L’abus d’être n’empêche pas les femmes de se combattre entre elles. Car pour les anciennes, l’être repose encore sur une base biologique. Quand JK Rowling affirme qu’une femme possède un utérus, elle est vertement mise au pas, aussi célèbre soit-elle. Les rétrogrades dans son genre sont accusées d’être essentialistes et de réduire la femme à son aspect biologique. Or pour les nouvelles défenderesses de l’être, tout est construction sociale. pas question d’inclure des considérations génétiques dans la définition de l’être féminin. Le corps n’est pas un donné, mais le fruit d’une exploitation patriarcale dont il faudra se délivrer.

- - -

## Consignes
1: D'après l'extrait sur la définition de la femme, expliquez pourquoi les nouvelles défenderesses de l'être refusent d'inclure des considérations génétiques dans la définition de l'être féminin. Répondez en une à trois phrases.
2: Poursuivez l'extrait sur la définition de la femme à la suite de sa dernière phrase.

- - -

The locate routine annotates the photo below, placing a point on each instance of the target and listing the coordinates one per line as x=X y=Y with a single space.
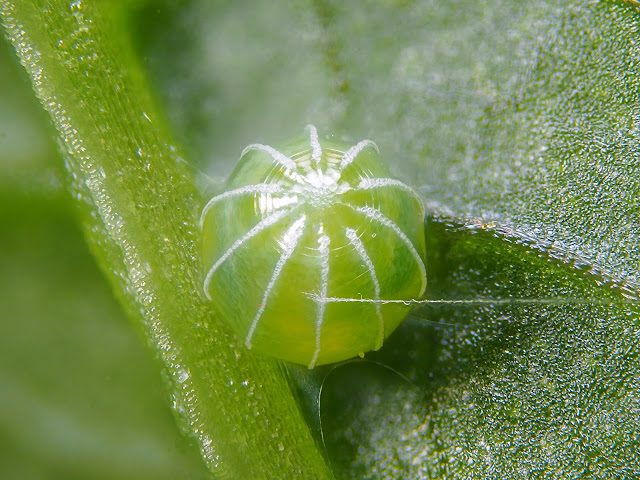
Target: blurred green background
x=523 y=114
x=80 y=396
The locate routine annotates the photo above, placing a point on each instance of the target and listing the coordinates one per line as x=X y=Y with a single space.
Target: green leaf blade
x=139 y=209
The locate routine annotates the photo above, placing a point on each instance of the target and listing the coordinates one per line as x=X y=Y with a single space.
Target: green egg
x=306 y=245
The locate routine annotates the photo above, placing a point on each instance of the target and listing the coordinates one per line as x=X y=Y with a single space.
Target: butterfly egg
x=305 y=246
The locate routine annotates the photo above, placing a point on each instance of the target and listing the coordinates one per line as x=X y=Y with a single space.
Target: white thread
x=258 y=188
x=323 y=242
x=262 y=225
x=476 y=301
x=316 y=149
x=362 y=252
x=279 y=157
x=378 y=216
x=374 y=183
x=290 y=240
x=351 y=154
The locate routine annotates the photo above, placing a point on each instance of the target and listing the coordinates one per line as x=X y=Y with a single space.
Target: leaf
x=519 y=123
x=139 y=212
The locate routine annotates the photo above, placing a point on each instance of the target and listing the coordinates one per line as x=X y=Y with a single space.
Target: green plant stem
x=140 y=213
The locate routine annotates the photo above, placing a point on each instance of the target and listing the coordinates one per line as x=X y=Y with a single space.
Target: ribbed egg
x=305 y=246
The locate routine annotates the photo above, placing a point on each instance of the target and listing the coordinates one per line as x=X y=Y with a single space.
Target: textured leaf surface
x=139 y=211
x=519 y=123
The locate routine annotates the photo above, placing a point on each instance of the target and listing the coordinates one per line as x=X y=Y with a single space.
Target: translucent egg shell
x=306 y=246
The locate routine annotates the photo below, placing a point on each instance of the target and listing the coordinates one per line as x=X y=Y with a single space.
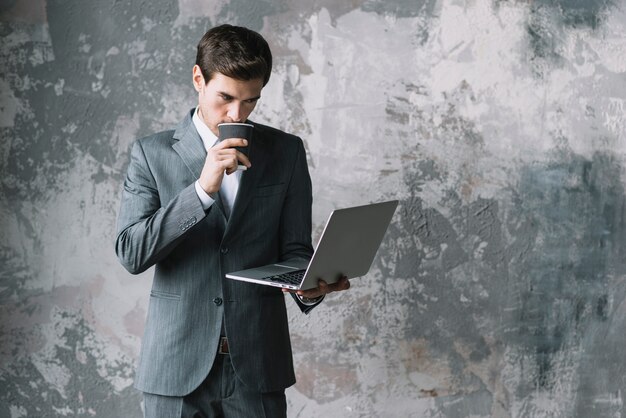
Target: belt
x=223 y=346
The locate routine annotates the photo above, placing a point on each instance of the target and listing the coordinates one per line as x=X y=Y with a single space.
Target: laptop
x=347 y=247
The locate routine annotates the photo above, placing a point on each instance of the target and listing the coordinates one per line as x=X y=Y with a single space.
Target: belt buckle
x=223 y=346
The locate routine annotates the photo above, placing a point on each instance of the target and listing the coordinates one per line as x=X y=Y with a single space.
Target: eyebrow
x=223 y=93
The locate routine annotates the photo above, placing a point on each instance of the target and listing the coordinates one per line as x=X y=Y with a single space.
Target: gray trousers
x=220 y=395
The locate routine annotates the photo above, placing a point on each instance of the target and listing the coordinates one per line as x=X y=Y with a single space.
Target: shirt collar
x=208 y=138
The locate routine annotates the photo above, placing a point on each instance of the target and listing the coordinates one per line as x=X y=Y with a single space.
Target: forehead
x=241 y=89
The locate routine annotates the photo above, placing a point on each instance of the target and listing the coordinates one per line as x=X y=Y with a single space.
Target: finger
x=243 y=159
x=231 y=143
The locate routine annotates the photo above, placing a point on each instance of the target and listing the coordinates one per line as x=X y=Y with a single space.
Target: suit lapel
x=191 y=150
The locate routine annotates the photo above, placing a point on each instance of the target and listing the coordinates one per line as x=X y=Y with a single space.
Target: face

- - -

## Réponses
1: Pour elles, tout est construction sociale. Le corps n'est donc pas un donné, mais le fruit d'une exploitation patriarcale dont il faudra se délivrer.

2:
Cette logique de l’être qui s’oppose au féminin est bien celle des femmes, mais poussée jusqu’à son aboutissement. Celles qui ne s’y retrouvent plus actuellement sentent que l’être devient danger pour leur être. Ainsi les sports féminins sont investis par des hommes déguisés en femmes, et les protestations se multiplient. Il est très étonnant de constater combien la venue de ces travestis n’a soulevé aucune indignation à l’époque, beaucoup de femmes étant persuadées qu’il n’y avait pas de différences physiques entre elles et les hommes, nostalgie du pénis oblige. Le résultat prend parfois les aspects d’une correction donnée par papa assez jouissive :
L’être, cela inclut « émotionnel », ingérable dans l’espace public, fin de la pensée, car quand hommes et femmes se confondent, qu’il n’y a plus de différences entre espace social et intime, il reste la mère pour rassurer. Alors la personne n’accède plus au statut d’individu. Elle est être intime et être social à la fois. Elle se veut femme et rate en tout, parce qu’elle se gargarise d’être tout. Etre homme ça se conquiert. Etre femme c’est renoncer.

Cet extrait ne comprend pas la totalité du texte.